DOCUMENT SECTION:

++++++

DeepScan

Overview

DeepScan is a comprehensive pipeline designed to detect deepfake content across images, videos, and audio. The project integrates a web application, a browser extension, and a flask backend to provide end-to-end functionality—from media upload and preprocessing to feature extraction, model inference, and result presentation. At its core, DeepScan leverages multiple machine learning models (random forest, SVM, XGBoost) and ensemble methods (soft voting, hard voting, stacking) to achieve high detection accuracy.

Key Objectives

Cross-Media Deepfake Detection – Offer a unified pipeline that handles images, videos, and audio seamlessly, rather than focusing on a single modality.
High Accuracy via Ensemble Learning – Leverage ensemble methods (soft voting, hard voting, stacking) to combine the strengths of multiple algorithms (Random Forest, SVM, XGBoost) for improved performance.
Real-Time & Client-Server Integration – Enable users to detect deepfakes in real time through a browser extension (client-side) and a Web App (server-side). The Browser Extension can process media directly on the page, while the Web App handles heavier preprocessing and feature extraction via a Flask API.
Scalability & Extensibility – Architect the system so new detection models, feature extractors, or additional media types (e.g., text-based for deepfake GPT outputs) can be integrated without major refactoring.
Ease of Deployment & Use – Provide a polished frontend (Next.js + Tailwind CSS), a lightweight Flask backend, and deployment scripts so that teammates, partners, or end users can quickly replicate and extend DeepScan.

Technologies

Frontend

Browser Extension

Client-Side ML & Preprocessing

Backend

Machine Learning & Feature Extraction

Face Detection & Embeddings (Images/Videos)

MTCNN – Locates faces in each image or video frame.
FaceNet – Generates 512-dimensional embeddings for each detected face.
Feature Vector Assembly – Aggregation of FaceNet embeddings across all frames (for videos) via statistics (mean, variance) or max-pooling to form a fixed-length feature vector.

Audio Features (Audio)

++++++

EXERCISE INSTRUCTIONS: Pick up the DeepScan project description after its final heading and continue it. The items that follow come from a separate source.

++++++

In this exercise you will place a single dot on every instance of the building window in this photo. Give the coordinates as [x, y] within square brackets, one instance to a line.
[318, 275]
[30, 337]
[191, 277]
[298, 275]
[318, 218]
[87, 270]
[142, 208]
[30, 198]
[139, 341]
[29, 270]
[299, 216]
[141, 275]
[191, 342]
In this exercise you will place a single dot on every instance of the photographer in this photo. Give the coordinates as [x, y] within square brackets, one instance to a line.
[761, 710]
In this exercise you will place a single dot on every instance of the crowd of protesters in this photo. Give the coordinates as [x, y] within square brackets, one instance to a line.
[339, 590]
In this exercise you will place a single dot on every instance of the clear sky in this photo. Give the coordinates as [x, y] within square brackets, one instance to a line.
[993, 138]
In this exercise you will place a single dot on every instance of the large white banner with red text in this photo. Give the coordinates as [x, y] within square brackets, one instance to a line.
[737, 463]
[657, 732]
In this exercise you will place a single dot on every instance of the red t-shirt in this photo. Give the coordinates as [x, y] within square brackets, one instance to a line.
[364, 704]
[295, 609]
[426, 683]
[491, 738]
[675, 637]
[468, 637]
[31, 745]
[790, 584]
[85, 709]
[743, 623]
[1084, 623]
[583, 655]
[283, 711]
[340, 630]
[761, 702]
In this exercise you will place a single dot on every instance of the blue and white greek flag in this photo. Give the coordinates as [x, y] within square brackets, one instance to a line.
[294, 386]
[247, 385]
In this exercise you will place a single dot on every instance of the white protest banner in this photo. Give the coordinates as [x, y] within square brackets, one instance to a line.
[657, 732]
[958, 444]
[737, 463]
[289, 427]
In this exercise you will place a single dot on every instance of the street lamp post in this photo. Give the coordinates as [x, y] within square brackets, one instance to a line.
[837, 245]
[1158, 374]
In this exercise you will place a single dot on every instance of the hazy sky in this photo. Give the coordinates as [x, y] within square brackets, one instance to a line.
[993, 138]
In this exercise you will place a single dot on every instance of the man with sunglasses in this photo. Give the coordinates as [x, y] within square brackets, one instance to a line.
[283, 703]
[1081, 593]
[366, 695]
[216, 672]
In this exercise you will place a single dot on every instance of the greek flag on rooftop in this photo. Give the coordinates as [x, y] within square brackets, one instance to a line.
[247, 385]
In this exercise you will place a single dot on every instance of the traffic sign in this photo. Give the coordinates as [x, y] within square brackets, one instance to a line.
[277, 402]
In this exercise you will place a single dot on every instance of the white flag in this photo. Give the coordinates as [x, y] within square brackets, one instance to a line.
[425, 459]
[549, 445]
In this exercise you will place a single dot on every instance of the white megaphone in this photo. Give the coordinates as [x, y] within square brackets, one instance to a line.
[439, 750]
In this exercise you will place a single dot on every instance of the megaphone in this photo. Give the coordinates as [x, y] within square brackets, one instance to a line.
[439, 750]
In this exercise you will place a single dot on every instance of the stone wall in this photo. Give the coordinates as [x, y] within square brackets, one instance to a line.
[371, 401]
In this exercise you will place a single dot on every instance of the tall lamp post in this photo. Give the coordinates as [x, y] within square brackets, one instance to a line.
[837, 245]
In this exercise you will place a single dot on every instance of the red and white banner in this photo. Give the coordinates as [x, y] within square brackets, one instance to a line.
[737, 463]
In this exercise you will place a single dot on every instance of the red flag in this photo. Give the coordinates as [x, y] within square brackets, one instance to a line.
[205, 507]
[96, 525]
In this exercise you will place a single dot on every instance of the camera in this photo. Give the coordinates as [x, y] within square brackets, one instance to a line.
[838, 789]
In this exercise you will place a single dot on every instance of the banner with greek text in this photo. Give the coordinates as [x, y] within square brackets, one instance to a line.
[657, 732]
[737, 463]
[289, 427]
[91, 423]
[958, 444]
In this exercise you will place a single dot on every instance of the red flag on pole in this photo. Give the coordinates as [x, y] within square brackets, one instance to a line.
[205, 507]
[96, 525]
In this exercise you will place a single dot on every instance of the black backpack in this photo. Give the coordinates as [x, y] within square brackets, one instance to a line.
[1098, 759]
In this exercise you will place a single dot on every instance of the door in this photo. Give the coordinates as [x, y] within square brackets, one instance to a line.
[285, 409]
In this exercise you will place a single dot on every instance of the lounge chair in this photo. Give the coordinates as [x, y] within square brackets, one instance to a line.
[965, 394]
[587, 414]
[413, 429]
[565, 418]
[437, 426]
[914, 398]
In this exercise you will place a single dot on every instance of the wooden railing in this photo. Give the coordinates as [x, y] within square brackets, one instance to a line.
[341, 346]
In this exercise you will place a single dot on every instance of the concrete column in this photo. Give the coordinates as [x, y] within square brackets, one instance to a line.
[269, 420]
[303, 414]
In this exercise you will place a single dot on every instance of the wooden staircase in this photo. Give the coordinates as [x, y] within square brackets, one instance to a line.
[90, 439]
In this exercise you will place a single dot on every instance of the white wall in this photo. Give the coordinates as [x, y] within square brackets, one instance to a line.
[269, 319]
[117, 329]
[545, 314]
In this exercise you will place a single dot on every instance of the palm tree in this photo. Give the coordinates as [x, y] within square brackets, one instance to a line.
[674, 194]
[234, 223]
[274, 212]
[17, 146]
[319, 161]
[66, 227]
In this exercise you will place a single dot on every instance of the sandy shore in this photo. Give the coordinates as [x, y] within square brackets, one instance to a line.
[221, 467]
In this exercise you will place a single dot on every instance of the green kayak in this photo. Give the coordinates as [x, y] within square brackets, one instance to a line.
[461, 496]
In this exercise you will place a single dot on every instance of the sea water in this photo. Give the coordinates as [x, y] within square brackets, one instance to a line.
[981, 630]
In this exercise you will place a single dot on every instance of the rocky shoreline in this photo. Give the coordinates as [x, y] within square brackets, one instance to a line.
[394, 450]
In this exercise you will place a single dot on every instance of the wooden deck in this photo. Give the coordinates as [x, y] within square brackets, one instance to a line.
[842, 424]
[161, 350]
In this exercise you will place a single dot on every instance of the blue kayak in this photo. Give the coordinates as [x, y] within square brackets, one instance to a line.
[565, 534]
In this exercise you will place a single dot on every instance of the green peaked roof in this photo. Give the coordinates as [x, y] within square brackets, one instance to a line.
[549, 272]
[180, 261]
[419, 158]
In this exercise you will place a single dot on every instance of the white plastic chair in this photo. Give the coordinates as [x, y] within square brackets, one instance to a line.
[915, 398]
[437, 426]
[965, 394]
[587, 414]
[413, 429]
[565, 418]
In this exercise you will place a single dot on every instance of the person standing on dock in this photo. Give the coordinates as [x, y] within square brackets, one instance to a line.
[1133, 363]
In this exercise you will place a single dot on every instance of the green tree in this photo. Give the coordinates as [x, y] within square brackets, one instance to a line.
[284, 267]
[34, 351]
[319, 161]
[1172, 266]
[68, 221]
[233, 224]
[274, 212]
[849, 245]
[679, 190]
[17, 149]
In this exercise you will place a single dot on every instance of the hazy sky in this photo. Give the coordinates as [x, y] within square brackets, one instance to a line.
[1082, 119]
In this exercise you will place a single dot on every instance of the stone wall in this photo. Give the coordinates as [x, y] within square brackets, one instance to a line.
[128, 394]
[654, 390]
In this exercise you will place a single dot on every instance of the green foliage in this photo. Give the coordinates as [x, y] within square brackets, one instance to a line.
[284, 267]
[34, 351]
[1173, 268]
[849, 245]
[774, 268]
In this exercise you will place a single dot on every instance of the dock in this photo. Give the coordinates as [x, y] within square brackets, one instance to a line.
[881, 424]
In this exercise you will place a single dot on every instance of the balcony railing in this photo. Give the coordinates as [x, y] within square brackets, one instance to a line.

++++++

REPLY TO THE TASK:
MFCC (Mel-Frequency Cepstral Coefficients) – Typically the first 13–40 coefficients per audio frame, aggregated (e.g., using mean and delta) to produce a fixed-length feature set.

Phishing Website Detection

URL‐based & HTML‐based Features – Tokenization of domain names, analysis of form actions, suspicious keywords.
Models – Random Forest trained on a labeled phishing vs. legitimate dataset.

Video deepfake detection result — Frame-by-frame deepfake detection overlay showing classification confidence across segments.

Conclusion

DeepScan exemplifies a modular, multi-modal approach to deepfake detection—favoring traditional ML models over heavyweight deep-learning-only solutions. By combining MTCNN + FaceNet embeddings (for images/videos) with MFCC features (for audio) and using ensemble techniques (RF, SVM, XGBoost, stacking), the system achieves up to 95.5% accuracy on image/video tasks and 94% on audio tasks.

Key takeaways:

Ensemble Learning provides substantial gains with minimal overhead (soft voting alone took performance from ~91% to ~94%).
Client-Side Preprocessing (Pyodide) alleviates server bottlenecks, reducing end-to-end latency.
Browser Extension + Web App Integration broadens usability, letting both tech-savvy users and laypeople access DeepScan seamlessly.
Scalable Deployment via Render.com, Hugging Face Spaces, and Supabase ensures reliability and low latency for global users.